### DATA
** start **
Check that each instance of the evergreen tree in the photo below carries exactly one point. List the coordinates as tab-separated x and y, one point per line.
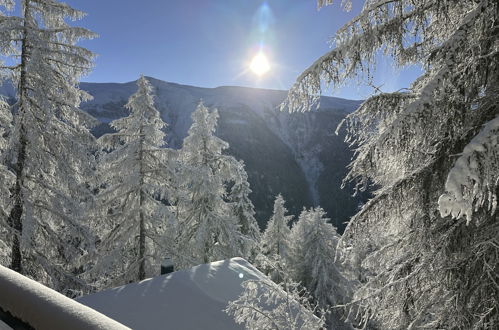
50	145
275	241
135	181
422	263
207	228
312	250
275	237
264	304
244	211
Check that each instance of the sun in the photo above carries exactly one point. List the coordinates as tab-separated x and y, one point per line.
259	64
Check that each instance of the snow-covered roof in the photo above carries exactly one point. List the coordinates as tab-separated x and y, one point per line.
188	299
44	308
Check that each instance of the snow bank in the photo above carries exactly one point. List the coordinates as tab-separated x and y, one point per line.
44	308
188	299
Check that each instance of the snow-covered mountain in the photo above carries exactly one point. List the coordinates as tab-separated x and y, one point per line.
297	155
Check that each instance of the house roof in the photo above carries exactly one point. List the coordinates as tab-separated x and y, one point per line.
187	299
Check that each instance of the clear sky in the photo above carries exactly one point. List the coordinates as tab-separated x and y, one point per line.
210	43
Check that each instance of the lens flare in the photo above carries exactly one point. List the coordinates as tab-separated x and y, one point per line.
260	65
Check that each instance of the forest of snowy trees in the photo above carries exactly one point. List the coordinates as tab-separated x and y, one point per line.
81	214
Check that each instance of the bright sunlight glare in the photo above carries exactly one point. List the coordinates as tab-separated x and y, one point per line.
260	65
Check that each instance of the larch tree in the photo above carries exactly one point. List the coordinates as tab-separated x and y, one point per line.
427	244
312	249
275	237
274	244
208	230
50	144
244	211
134	180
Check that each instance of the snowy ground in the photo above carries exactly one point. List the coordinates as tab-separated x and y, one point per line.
189	299
44	308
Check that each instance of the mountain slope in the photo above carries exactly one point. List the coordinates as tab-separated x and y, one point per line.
297	155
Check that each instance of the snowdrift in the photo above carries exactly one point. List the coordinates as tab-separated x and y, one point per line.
44	308
188	299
** end **
### AIM OF THE EXERCISE
Recast all the items above as a JSON list of strings, one string per line, with blank lines left out. Leave the pictures out of the answer.

### SOLUTION TO THIS EXERCISE
[
  "Check that each instance of the evergreen tree in the photo below carries exactly one point. List the coordinates as tab-separated x and y, one point per line.",
  "50\t145",
  "275\t241",
  "135\t181",
  "422\t263",
  "207\t228",
  "312\t250",
  "275\t237",
  "264\t304",
  "244\t211",
  "Check that each instance of the sun in the photo above carries exactly one point. List the coordinates as tab-separated x and y, one point per line.",
  "259\t64",
  "Check that each instance of the snow-covered roof in the photo above carries exactly one point. List the coordinates as tab-separated x and y, one point per line.",
  "188\t299",
  "44\t308",
  "Check that each instance of the snow bank in the photo above carries exactly one point. List the coordinates as tab-separated x and y, one point per line.",
  "44\t308",
  "188\t299",
  "Check that each instance of the snow-covered mountain in the photo above carries exactly one point. List the coordinates as tab-separated x and y, one point per line.",
  "297\t155",
  "Check that each instance of the house roof in the photo above carries exactly one point. List the coordinates as tab-separated x and y, one point per line.",
  "187\t299",
  "Check that each instance of the clear sky in the photo above carries exactly one point. List the coordinates as tab-separated x and y, one point per line.",
  "210\t43",
  "Check that each instance of the lens flare in the photo above carries exactly one point. List the coordinates as tab-separated x and y, one point per line.",
  "260\t65",
  "Check that each instance of the forest of snowy trees in the photo above carries exactly one point. List the coordinates as tab-separated x and y, one point per line.",
  "81\t214",
  "Check that each instance of the bright sunlight glare in the photo above carries exactly one point. List the coordinates as tab-separated x and y, one point per line.",
  "260\t65",
  "Check that each instance of the larch tree in the photo above carries exactly one point. List the coordinates as tab-separated x and y, one point per line.",
  "427\t244",
  "312\t249",
  "275\t237",
  "274\t244",
  "208\t230",
  "50\t144",
  "244\t211",
  "134\t180",
  "Check that each instance of the snowy ground in the photo above carries exactly one point. List the coordinates as tab-separated x and y, one point per line.",
  "189\t299",
  "44\t308",
  "Check that each instance of the mountain slope in the photo above carries exactly one point. List the coordinates as tab-separated x and y, one point per line.",
  "297\t155",
  "Check that each instance of the snowdrift in the photo above carries exactly one point. List the coordinates as tab-separated x and y, one point per line.",
  "44\t308",
  "188\t299"
]